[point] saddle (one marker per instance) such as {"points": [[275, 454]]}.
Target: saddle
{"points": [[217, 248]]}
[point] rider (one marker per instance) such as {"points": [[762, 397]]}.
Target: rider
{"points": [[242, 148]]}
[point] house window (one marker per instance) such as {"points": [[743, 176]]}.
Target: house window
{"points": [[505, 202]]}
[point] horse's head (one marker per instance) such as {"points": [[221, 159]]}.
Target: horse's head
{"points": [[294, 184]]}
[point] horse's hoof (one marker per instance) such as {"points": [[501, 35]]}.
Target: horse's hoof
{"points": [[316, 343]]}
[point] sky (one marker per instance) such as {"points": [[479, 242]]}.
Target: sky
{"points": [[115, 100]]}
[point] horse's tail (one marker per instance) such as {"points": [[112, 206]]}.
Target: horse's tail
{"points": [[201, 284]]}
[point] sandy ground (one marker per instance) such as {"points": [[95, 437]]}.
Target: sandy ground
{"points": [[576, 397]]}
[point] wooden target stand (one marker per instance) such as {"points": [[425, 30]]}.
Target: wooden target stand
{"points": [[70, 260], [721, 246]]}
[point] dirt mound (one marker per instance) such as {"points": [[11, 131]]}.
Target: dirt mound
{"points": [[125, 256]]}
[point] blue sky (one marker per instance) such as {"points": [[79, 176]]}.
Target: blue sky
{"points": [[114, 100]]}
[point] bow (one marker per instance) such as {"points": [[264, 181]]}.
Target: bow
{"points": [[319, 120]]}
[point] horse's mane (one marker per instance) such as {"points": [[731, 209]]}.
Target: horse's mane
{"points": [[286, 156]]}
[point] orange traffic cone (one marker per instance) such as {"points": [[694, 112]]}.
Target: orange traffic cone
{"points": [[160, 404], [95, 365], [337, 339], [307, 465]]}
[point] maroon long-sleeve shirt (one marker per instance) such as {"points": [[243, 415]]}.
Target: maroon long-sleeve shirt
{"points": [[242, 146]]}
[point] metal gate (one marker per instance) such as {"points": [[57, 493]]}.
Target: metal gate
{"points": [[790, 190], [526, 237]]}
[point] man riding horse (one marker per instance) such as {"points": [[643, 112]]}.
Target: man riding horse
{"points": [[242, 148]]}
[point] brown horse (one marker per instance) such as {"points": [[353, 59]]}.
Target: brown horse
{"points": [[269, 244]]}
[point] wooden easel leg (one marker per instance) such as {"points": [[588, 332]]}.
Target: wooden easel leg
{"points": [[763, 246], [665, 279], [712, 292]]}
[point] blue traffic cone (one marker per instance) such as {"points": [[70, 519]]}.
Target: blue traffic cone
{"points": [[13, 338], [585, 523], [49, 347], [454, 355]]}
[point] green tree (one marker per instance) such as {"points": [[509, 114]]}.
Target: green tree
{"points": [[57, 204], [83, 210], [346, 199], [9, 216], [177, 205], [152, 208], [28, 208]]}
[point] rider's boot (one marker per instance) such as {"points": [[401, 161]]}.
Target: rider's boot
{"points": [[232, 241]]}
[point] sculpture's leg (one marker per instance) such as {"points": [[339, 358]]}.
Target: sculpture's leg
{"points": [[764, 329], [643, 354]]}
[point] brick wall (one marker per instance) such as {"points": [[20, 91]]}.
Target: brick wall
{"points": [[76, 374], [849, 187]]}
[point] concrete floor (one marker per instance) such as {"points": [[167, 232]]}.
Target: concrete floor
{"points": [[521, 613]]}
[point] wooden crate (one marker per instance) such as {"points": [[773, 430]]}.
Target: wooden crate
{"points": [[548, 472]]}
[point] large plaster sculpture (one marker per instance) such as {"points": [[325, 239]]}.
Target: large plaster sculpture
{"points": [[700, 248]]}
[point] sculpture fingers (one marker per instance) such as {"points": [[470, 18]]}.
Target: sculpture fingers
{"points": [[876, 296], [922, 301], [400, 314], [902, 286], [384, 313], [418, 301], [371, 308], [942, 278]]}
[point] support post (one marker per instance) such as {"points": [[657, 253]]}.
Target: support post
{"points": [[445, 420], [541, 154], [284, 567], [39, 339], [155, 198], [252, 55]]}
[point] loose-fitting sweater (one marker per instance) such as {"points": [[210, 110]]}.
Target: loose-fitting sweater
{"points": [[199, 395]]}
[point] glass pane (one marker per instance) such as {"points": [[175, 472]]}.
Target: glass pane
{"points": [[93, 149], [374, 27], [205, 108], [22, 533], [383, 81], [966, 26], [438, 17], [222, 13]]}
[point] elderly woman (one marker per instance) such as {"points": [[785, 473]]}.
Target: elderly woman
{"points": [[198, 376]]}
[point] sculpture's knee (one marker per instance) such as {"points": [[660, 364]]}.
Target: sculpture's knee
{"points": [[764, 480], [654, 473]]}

· · · · ·

▶ [WORK TO BE COMPLETED]: Quote the listing in full, please, keeping every line exact.

▶ [TASK RESPONSE]:
[point] saddle (one marker per instance) such as {"points": [[275, 454]]}.
Target: saddle
{"points": [[217, 248]]}
[point] rider (one marker per instance) such as {"points": [[762, 397]]}.
Target: rider
{"points": [[242, 148]]}
[point] house window (one marker per instance) such as {"points": [[743, 176]]}.
Target: house window
{"points": [[505, 202]]}
[point] horse's head (one marker per instance) such as {"points": [[221, 159]]}.
Target: horse's head
{"points": [[294, 184]]}
[point] horse's hoof (one marker per instance) such as {"points": [[501, 35]]}.
Target: horse's hoof
{"points": [[316, 343]]}
[point] sky (one marker per instance) such as {"points": [[479, 242]]}.
Target: sky
{"points": [[115, 100]]}
[point] horse's tail (one marker per instance) such as {"points": [[112, 206]]}.
Target: horse's tail
{"points": [[201, 284]]}
[point] sandy ground (one marker per instance) such as {"points": [[95, 437]]}.
Target: sandy ground
{"points": [[576, 397]]}
[point] wooden target stand (one marker per instance) such as {"points": [[425, 30]]}.
Target: wooden target stand
{"points": [[70, 260], [721, 246]]}
[point] dirt mound (one marker per instance) such as {"points": [[11, 131]]}.
Target: dirt mound
{"points": [[125, 256]]}
[point] blue sky (one marker per instance) such as {"points": [[79, 176]]}.
Target: blue sky
{"points": [[114, 100]]}
[point] bow (one marker per instance) such as {"points": [[264, 181]]}.
Target: bow
{"points": [[319, 120]]}
[point] horse's mane (one marker per instance) such as {"points": [[731, 209]]}.
Target: horse's mane
{"points": [[286, 156]]}
[point] orange traffic cone (one marker per instance) such as {"points": [[694, 112]]}.
Target: orange traffic cone
{"points": [[160, 404], [95, 365], [337, 339], [307, 465]]}
[point] maroon long-sleeve shirt (one marker per instance) such as {"points": [[243, 415]]}.
Target: maroon long-sleeve shirt
{"points": [[242, 146]]}
[point] metal gate (one marker per instance) such as {"points": [[57, 493]]}.
Target: metal gate
{"points": [[790, 190], [526, 237]]}
[point] man riding horse (one marker per instance) such as {"points": [[643, 112]]}.
Target: man riding horse
{"points": [[242, 148]]}
[point] brown horse (one marker per instance) such as {"points": [[353, 59]]}.
Target: brown horse
{"points": [[269, 244]]}
[point] wooden easel leg (one marker per instance) such as {"points": [[588, 332]]}.
Target: wooden easel leg
{"points": [[763, 246], [665, 279], [712, 292]]}
[point] blue traffic cone (one marker per instance) such as {"points": [[70, 519]]}.
Target: blue traffic cone
{"points": [[13, 338], [585, 523], [49, 347], [454, 355]]}
[point] green tree (one marker per instance) such as {"points": [[509, 114]]}.
Target: green tree
{"points": [[57, 204], [83, 210], [346, 199], [9, 216], [177, 205], [152, 208], [28, 208]]}
[point] rider's boot (one marker per instance) such as {"points": [[401, 161]]}.
Target: rider's boot
{"points": [[232, 241]]}
[point] sculpture's leg (one marker per instance) such as {"points": [[339, 358]]}.
Target: sculpture's leg
{"points": [[764, 329], [643, 354]]}
[point] brick wall (one marker per instance) such as {"points": [[20, 91]]}.
Target: brick wall
{"points": [[76, 374], [849, 187]]}
[point] concrete floor (one marker per instance) such as {"points": [[167, 232]]}.
Target: concrete floor
{"points": [[521, 613]]}
[point] wooden crate (one marker per instance) such as {"points": [[773, 430]]}.
Target: wooden crate
{"points": [[548, 472]]}
[point] large plaster sculpture (one marker per instance) such as {"points": [[325, 239]]}.
Target: large plaster sculpture
{"points": [[700, 248]]}
[point] sculpture fingers (one marker per instance) such as {"points": [[470, 18]]}.
Target: sculpture fingers
{"points": [[876, 296], [922, 301], [400, 314], [902, 286], [384, 313], [418, 301], [371, 308], [942, 278]]}
[point] support post (one marker per instance) such as {"points": [[657, 253]]}.
Target: support post
{"points": [[445, 420], [541, 154], [284, 567], [39, 339], [155, 198], [252, 55]]}
[point] loose-fitting sweater (one marker per instance) such as {"points": [[210, 110]]}.
Target: loose-fitting sweater
{"points": [[199, 395]]}
[point] glass pane (one marker per instance) such as {"points": [[175, 472]]}.
Target: glass pane
{"points": [[93, 149], [374, 27], [205, 108], [22, 533], [383, 81], [966, 26], [438, 17], [222, 13]]}
[point] elderly woman (one marker per instance) such as {"points": [[785, 473]]}.
Target: elderly woman
{"points": [[198, 376]]}
[point] sculpture's knee (one marker per instance) such as {"points": [[660, 364]]}.
Target: sculpture's knee
{"points": [[764, 480], [654, 473]]}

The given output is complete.